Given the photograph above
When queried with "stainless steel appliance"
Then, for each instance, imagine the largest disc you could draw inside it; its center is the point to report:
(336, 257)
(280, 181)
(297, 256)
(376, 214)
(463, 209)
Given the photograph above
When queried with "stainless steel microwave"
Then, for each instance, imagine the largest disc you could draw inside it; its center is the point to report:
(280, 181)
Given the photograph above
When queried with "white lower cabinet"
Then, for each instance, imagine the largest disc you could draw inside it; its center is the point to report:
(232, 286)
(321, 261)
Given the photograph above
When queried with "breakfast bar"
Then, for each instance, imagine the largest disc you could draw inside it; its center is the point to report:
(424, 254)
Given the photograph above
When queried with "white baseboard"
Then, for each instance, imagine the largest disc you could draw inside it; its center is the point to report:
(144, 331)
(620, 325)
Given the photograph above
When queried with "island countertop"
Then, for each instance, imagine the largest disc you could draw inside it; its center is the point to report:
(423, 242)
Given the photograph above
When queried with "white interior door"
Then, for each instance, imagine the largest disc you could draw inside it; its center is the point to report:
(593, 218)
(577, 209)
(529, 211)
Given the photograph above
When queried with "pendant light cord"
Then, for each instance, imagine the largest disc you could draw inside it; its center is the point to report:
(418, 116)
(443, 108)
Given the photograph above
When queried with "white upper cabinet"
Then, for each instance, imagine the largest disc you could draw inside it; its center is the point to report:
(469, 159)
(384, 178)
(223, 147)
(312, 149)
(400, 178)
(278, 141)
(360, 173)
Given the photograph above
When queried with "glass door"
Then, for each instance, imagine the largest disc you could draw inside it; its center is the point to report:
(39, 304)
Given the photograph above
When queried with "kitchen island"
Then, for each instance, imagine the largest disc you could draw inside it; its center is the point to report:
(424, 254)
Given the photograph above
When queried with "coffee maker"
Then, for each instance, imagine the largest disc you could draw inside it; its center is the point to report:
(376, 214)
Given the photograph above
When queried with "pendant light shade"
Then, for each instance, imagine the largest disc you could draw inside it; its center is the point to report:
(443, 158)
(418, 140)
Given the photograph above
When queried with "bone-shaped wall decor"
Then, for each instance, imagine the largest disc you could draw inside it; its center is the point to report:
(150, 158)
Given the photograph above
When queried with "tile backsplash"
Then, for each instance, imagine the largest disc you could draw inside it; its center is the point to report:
□ □ □
• YOUR TASK: Note how many lines of the listing above include the word "cabinet", and respond with that number only.

• ANSWER: 2